- Opening Delimiter -

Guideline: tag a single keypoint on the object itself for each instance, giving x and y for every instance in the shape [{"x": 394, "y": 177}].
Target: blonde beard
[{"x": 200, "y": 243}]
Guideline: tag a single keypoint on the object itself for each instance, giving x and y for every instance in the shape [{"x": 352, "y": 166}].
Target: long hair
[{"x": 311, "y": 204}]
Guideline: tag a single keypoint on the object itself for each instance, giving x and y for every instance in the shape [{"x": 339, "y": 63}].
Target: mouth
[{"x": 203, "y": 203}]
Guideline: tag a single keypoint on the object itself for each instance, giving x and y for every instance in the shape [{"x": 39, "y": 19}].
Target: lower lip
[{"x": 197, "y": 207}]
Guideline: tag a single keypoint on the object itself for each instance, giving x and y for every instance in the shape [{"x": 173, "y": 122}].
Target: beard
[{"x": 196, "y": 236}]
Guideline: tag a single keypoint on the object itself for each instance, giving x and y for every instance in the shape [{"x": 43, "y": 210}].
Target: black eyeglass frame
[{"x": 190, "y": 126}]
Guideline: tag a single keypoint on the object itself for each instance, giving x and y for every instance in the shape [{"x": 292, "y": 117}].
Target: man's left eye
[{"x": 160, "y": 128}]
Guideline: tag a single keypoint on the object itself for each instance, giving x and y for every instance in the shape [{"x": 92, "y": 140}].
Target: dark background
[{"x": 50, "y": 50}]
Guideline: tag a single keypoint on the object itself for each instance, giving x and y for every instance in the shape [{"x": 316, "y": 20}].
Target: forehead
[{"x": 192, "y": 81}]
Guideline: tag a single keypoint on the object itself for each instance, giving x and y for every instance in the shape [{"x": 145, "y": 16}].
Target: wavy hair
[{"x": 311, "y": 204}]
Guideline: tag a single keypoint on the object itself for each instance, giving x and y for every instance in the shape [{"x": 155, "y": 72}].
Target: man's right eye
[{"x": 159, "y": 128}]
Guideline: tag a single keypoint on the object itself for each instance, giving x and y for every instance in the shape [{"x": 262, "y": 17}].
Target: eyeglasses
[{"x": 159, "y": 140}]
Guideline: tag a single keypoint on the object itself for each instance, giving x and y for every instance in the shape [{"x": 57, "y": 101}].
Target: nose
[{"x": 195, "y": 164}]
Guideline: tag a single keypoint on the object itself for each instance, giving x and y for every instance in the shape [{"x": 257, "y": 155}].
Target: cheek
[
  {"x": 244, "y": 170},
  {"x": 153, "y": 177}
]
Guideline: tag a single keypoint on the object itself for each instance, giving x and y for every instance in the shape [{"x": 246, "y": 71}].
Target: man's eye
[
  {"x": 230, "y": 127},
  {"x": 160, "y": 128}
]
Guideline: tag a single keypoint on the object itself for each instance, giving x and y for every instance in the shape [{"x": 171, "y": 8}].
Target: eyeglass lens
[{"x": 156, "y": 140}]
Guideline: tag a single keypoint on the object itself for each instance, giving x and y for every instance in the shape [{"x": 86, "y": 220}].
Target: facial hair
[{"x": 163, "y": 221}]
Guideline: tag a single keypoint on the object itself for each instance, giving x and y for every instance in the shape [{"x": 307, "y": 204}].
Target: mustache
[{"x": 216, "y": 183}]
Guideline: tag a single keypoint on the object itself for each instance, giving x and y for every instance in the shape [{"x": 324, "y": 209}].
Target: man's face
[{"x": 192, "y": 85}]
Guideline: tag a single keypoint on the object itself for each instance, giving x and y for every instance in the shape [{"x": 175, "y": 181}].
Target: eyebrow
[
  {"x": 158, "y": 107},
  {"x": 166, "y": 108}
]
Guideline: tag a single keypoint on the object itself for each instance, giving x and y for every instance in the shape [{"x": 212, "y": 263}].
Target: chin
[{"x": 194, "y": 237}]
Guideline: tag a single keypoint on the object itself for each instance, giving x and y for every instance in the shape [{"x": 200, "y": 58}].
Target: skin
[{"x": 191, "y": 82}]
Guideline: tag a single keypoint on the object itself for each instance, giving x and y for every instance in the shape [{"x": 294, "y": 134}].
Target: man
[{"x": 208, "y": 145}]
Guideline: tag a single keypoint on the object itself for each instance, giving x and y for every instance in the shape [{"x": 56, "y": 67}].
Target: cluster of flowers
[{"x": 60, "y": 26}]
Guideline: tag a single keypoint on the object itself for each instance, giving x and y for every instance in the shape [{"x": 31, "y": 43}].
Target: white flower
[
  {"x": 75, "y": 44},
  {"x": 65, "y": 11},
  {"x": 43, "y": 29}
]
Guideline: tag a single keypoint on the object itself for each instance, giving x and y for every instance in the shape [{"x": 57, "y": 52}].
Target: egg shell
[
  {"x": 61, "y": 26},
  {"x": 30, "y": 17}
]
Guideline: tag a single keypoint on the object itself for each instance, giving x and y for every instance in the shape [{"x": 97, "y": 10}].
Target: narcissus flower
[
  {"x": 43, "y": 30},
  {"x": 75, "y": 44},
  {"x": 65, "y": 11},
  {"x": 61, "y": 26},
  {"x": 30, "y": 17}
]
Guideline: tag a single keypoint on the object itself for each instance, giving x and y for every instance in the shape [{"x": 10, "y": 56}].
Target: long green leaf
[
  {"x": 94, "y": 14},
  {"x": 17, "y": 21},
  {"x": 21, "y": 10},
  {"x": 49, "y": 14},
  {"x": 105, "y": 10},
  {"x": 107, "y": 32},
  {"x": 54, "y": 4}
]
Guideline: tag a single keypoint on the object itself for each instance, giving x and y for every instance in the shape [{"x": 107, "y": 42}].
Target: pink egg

- Closing Delimiter -

* **What to work on**
The full set of entries should be transcribed exactly.

* **Answer section**
Guideline: tag a single keypoint on the object itself for each instance, giving x and y for every instance in the shape [{"x": 394, "y": 177}].
Target: blonde beard
[{"x": 200, "y": 243}]
Guideline: tag a single keypoint on the object itself for each instance, giving x and y for every instance in the shape [{"x": 352, "y": 166}].
Target: long hair
[{"x": 311, "y": 204}]
Guideline: tag a single keypoint on the object itself for each instance, giving x and y for every instance in the shape [{"x": 339, "y": 63}].
Target: mouth
[{"x": 203, "y": 203}]
Guideline: tag a single keypoint on the object itself for each instance, giving x and y for every instance in the shape [{"x": 39, "y": 19}].
Target: lower lip
[{"x": 197, "y": 207}]
Guideline: tag a single keypoint on the object itself for each instance, giving x and y for every instance in the shape [{"x": 173, "y": 122}].
Target: beard
[{"x": 196, "y": 236}]
Guideline: tag a single keypoint on the object itself for each instance, giving x and y for every instance in the shape [{"x": 43, "y": 210}].
Target: black eyeglass frame
[{"x": 190, "y": 126}]
Guideline: tag a single keypoint on the object itself for each instance, giving x and y for every instance in the shape [{"x": 292, "y": 117}].
Target: man's left eye
[{"x": 160, "y": 128}]
Guideline: tag a single keypoint on the object itself for each instance, giving x and y for every instance in the shape [{"x": 92, "y": 140}].
Target: dark background
[{"x": 50, "y": 50}]
Guideline: tag a single keypoint on the object itself for each instance, giving x and y for every instance in the shape [{"x": 316, "y": 20}].
Target: forehead
[{"x": 192, "y": 81}]
Guideline: tag a single keypoint on the object itself for each instance, giving x and y for every instance in the shape [{"x": 145, "y": 16}].
Target: wavy hair
[{"x": 311, "y": 204}]
Guideline: tag a single keypoint on the object itself for each instance, giving x and y for every instance in the shape [{"x": 155, "y": 72}].
Target: man's right eye
[{"x": 159, "y": 128}]
Guideline: tag a single keypoint on the object itself for each instance, giving x and y for every instance in the shape [{"x": 262, "y": 17}].
Target: eyeglasses
[{"x": 159, "y": 140}]
Guideline: tag a single keypoint on the object itself for each instance, giving x and y for every instance in the shape [{"x": 57, "y": 101}].
Target: nose
[{"x": 195, "y": 164}]
Guideline: tag a single keypoint on the object itself for each instance, giving x and y for every instance in the shape [{"x": 257, "y": 155}].
Target: cheek
[
  {"x": 244, "y": 170},
  {"x": 153, "y": 177}
]
Guideline: tag a single keypoint on the object itself for each instance, giving x and y for every instance in the shape [{"x": 246, "y": 71}].
Target: man's eye
[
  {"x": 230, "y": 127},
  {"x": 160, "y": 128}
]
Guideline: tag a single keypoint on the object itself for each instance, giving x and y for every instance in the shape [{"x": 171, "y": 8}].
Target: eyeglass lens
[{"x": 156, "y": 140}]
Guideline: tag a single keypoint on the object itself for each instance, giving x and y for every instance in the shape [{"x": 86, "y": 220}].
Target: facial hair
[{"x": 163, "y": 221}]
Guideline: tag a single keypoint on the object itself for each instance, giving x and y for every instance in the shape [{"x": 307, "y": 204}].
Target: mustache
[{"x": 216, "y": 183}]
Guideline: tag a single keypoint on the object itself for each instance, giving x and y for every instance in the shape [{"x": 324, "y": 209}].
Target: man's face
[{"x": 192, "y": 85}]
Guideline: tag a single keypoint on the object itself for each instance, giving x and y for every instance in the shape [{"x": 175, "y": 181}].
Target: eyebrow
[
  {"x": 158, "y": 107},
  {"x": 166, "y": 108}
]
Guideline: tag a single keypoint on the object itself for each instance, giving x and y for every instance in the shape [{"x": 212, "y": 263}].
Target: chin
[{"x": 194, "y": 237}]
Guideline: tag a single keypoint on the object itself for each instance, giving x and y for every instance in the shape [{"x": 200, "y": 58}].
Target: skin
[{"x": 191, "y": 82}]
Guideline: tag a single keypoint on the object itself for each instance, giving x and y for every instance in the shape [{"x": 294, "y": 134}].
Target: man
[{"x": 208, "y": 145}]
Guideline: tag a single keypoint on the object itself for each instance, giving x and y for every instance in the shape [{"x": 56, "y": 67}].
Target: cluster of flowers
[{"x": 60, "y": 26}]
Guideline: tag a single keypoint on the object itself for each instance, giving x and y for every instance in the shape [{"x": 31, "y": 43}].
Target: white flower
[
  {"x": 75, "y": 44},
  {"x": 65, "y": 11},
  {"x": 43, "y": 29}
]
Guideline: tag a single keypoint on the object itself for each instance, giving x and y for every instance in the shape [{"x": 57, "y": 52}].
Target: egg shell
[
  {"x": 61, "y": 26},
  {"x": 30, "y": 17}
]
Guideline: tag a single keypoint on the object itself for each instance, giving x and y for every instance in the shape [{"x": 97, "y": 10}].
Target: narcissus flower
[
  {"x": 43, "y": 30},
  {"x": 75, "y": 44},
  {"x": 65, "y": 11},
  {"x": 61, "y": 26},
  {"x": 30, "y": 17}
]
Guideline: tag a single keypoint on the object itself for each instance, giving x and y for every instance in the shape [{"x": 10, "y": 56}].
Target: long green leaf
[
  {"x": 94, "y": 14},
  {"x": 17, "y": 21},
  {"x": 21, "y": 10},
  {"x": 49, "y": 14},
  {"x": 105, "y": 10},
  {"x": 107, "y": 32},
  {"x": 54, "y": 4}
]
Guideline: tag a single keypoint on the object itself for each instance, giving x and y for every instance in the shape [{"x": 107, "y": 42}].
Target: pink egg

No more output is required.